--- Begin MATERIAL SHOWN ---
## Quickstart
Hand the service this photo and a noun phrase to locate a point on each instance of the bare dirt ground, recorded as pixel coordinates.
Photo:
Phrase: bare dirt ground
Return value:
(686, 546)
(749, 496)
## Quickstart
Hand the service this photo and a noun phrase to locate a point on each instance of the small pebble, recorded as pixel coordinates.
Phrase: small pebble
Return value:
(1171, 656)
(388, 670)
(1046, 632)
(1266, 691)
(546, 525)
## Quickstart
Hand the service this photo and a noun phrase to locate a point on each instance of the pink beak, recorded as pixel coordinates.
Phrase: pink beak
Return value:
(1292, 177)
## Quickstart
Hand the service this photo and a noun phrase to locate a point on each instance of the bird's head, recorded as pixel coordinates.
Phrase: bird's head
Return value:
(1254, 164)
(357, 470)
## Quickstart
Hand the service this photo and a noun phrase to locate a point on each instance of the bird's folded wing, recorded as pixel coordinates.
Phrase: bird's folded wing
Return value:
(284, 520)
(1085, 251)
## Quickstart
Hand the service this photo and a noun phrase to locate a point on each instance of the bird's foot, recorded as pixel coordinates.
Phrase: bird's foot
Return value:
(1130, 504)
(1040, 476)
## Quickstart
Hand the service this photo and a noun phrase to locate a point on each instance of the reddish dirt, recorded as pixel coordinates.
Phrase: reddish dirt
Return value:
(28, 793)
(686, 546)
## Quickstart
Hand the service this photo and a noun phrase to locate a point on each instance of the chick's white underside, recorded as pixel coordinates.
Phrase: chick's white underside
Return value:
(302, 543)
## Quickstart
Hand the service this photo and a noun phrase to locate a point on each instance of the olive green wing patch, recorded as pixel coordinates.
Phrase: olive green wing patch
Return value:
--- End MATERIAL SHOWN ---
◆ OBJECTIVE
Return all of the data precisely as it appears.

◆ EXERCISE RESULT
## Quickstart
Hand the service this photo and a noun phrase to locate a point on each instance of the bare dirt ground, recorded as pixel coordinates.
Photo:
Phrase: bare dirt ground
Return value:
(686, 546)
(749, 496)
## Quickstart
Hand the service this photo and a noun phrase to locate a point on each instance of the small pebble, recorded as pixel coordinates.
Phrase: small pebble
Return value:
(1171, 656)
(388, 670)
(1046, 632)
(1266, 691)
(546, 525)
## Quickstart
Hand the service this photo and a noun phrase to locate a point on each instance of the pink beak, recorded as pixel coordinates.
Phrase: pink beak
Return value:
(1292, 177)
## Quickstart
Hand the service this photo and a noun phrase to locate a point on each instance of the bird's head, recorded as pixel coordinates.
Phrase: bird's head
Return value:
(1254, 164)
(357, 470)
## Quickstart
Hand the service this photo and a noun phrase to locate a point on each instance of the bird's folded wing, recorded as pixel coordinates.
Phrase: bird's folded wing
Return value:
(284, 520)
(1085, 251)
## Quickstart
Hand the service this photo and a noun phrase to locate a point on each instance of the bird's foot, recorded as pixel coordinates.
Phrase: bird's foot
Return value:
(1130, 504)
(1040, 476)
## Quickstart
Hand the service this photo and a noun phrase to locate a point on each instance of the reddish dirt, recorded as pixel coordinates.
Phrase: reddish dirt
Return value:
(28, 793)
(686, 546)
## Quickstart
Hand the service this photo and a noun phrase to locate a point on each instance of the chick's white underside, recorded as pixel coordinates.
Phrase: chick's white underside
Return value:
(302, 543)
## Quickstart
Hand the service this photo and a noun phrase to locate a point on each instance of the olive green wing patch, recorded as pixel coordinates.
Phrase: olive green wing patch
Return value:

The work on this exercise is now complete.